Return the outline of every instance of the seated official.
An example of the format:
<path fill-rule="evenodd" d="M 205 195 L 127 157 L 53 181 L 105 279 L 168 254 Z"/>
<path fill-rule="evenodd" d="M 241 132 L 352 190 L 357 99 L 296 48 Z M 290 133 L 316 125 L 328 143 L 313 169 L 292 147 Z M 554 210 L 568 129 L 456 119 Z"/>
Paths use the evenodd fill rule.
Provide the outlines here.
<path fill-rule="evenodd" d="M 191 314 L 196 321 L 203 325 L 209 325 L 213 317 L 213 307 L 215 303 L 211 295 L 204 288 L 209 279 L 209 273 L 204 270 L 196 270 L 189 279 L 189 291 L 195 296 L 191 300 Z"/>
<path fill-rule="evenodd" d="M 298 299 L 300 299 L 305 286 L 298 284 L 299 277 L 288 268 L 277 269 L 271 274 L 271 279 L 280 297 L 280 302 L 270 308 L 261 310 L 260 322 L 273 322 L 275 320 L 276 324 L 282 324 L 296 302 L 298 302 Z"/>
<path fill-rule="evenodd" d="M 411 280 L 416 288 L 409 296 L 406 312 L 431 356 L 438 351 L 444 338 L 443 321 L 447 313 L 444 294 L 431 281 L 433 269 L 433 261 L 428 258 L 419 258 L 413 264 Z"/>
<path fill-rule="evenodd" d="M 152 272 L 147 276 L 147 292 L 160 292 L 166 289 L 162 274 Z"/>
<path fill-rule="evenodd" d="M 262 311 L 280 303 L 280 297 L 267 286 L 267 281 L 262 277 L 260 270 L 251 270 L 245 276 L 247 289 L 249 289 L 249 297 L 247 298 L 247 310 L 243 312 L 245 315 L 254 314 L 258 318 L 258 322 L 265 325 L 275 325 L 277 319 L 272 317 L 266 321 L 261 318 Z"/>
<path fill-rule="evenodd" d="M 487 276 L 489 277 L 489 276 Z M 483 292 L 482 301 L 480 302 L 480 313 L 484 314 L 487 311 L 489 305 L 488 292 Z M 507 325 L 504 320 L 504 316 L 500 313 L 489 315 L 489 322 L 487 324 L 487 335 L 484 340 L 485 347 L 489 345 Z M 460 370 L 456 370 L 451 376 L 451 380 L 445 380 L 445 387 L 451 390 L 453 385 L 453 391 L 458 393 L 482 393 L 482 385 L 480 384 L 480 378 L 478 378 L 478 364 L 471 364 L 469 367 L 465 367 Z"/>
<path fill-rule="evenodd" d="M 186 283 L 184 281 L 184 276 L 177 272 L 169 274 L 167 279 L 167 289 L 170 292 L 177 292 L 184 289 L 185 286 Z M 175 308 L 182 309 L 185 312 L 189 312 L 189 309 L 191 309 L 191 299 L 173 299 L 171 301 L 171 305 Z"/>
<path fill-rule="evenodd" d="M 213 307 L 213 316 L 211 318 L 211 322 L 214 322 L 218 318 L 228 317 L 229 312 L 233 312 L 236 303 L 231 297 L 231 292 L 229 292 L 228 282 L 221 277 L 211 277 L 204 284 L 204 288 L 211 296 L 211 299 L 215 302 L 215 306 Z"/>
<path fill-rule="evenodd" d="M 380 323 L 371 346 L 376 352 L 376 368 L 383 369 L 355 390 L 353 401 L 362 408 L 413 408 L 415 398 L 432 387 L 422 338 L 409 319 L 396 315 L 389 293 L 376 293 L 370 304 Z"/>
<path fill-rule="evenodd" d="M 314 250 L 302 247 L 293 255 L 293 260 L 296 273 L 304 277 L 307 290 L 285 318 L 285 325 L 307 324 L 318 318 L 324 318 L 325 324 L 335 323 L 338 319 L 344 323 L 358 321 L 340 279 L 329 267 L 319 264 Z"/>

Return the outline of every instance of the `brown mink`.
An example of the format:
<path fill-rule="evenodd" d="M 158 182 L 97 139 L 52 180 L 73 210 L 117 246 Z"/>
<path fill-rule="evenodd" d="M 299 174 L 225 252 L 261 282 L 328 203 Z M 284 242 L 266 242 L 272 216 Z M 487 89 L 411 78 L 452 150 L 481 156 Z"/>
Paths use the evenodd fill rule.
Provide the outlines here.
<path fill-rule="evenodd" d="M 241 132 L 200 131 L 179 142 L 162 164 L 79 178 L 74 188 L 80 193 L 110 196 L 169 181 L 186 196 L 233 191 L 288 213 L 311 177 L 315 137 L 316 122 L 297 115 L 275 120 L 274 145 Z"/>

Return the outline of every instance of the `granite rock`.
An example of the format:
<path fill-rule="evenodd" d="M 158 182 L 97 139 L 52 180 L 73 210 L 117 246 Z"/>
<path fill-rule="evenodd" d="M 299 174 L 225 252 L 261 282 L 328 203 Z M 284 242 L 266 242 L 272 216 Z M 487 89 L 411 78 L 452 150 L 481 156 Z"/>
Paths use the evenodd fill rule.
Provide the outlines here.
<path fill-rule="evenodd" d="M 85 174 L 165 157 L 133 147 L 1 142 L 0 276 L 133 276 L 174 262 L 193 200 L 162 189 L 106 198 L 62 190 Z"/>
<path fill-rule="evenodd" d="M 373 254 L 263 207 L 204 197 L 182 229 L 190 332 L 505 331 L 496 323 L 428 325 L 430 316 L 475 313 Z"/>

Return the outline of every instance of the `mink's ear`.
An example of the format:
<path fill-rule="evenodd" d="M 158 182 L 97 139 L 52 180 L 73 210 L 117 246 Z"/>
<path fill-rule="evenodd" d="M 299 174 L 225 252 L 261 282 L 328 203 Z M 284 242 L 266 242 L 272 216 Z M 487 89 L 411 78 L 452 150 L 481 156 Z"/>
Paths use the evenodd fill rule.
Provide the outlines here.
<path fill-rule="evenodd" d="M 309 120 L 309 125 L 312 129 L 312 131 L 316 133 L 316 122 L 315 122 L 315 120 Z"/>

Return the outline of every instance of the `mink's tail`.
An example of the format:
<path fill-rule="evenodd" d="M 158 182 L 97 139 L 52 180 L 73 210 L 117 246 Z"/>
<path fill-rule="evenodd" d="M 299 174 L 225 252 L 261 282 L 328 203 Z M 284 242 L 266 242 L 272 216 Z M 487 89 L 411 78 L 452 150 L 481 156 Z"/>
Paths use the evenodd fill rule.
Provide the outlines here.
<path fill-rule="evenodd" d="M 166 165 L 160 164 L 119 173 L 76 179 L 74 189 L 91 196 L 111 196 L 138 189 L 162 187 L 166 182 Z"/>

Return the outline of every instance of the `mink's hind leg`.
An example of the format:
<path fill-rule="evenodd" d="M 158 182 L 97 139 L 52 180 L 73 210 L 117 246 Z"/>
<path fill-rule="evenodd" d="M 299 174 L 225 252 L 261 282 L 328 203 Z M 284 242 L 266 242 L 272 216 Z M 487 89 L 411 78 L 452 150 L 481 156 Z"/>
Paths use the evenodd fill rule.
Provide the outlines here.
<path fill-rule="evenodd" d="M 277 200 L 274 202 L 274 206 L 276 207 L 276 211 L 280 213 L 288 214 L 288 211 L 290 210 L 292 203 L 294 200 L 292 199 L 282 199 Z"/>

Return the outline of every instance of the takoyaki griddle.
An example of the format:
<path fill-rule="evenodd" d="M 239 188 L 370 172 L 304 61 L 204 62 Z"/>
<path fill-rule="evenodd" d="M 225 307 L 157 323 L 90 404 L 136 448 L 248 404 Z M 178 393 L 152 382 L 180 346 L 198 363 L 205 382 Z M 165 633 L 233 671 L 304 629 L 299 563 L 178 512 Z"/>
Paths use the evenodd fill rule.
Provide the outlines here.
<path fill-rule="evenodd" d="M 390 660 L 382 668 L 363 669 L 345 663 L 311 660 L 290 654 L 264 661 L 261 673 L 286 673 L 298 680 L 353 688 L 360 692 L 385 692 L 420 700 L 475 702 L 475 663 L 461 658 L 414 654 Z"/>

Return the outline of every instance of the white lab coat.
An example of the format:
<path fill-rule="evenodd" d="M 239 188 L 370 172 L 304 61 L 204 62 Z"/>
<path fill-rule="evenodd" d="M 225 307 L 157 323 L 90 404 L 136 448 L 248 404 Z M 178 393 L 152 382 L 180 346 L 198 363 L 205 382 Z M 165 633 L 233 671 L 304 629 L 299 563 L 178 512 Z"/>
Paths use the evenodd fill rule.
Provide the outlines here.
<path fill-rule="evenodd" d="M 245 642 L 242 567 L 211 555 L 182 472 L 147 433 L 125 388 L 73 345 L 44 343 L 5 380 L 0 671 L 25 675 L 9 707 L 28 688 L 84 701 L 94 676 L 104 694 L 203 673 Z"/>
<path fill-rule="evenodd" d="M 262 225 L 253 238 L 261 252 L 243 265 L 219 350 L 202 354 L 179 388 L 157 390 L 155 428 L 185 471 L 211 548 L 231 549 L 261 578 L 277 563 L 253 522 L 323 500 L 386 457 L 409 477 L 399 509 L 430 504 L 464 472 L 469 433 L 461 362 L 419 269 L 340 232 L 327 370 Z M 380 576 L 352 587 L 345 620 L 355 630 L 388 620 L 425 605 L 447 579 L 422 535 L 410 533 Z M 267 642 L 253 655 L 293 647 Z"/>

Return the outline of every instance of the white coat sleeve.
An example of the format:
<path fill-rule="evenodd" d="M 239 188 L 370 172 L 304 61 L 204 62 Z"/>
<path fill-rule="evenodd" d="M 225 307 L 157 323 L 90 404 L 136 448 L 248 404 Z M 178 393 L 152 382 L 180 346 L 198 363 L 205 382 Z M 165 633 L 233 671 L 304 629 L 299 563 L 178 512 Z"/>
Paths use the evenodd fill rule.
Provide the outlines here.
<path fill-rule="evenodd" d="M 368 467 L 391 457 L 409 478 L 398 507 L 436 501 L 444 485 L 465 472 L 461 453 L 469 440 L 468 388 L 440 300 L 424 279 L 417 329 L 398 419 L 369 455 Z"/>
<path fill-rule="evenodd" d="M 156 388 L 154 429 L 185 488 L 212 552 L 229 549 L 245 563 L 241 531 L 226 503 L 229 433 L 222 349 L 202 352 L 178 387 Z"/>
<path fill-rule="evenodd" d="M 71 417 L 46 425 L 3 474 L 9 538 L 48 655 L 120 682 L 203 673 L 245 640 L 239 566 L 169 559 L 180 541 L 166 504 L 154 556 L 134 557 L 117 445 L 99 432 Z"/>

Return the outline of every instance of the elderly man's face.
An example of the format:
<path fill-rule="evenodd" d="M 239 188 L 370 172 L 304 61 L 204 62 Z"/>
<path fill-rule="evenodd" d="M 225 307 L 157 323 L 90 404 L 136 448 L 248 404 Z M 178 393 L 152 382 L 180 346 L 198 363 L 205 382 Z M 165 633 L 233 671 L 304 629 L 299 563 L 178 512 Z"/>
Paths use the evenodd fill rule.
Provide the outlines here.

What this task involves: Copy the records from the line containing "Return the outline of every instance of the elderly" through the end of the records, putting "elderly woman's face" in place of "elderly man's face" and leaving everything else unchanged.

The reply:
Return the outline of every instance of the elderly woman's face.
An example of the format:
<path fill-rule="evenodd" d="M 239 188 L 370 172 L 304 61 L 204 62 Z"/>
<path fill-rule="evenodd" d="M 225 307 L 157 323 L 90 404 L 136 448 L 248 404 Z M 178 393 L 152 382 L 180 346 L 198 363 L 205 382 Z M 165 633 L 233 671 L 304 629 L 299 563 L 178 512 Z"/>
Paths use the evenodd fill rule.
Provide the outlines here.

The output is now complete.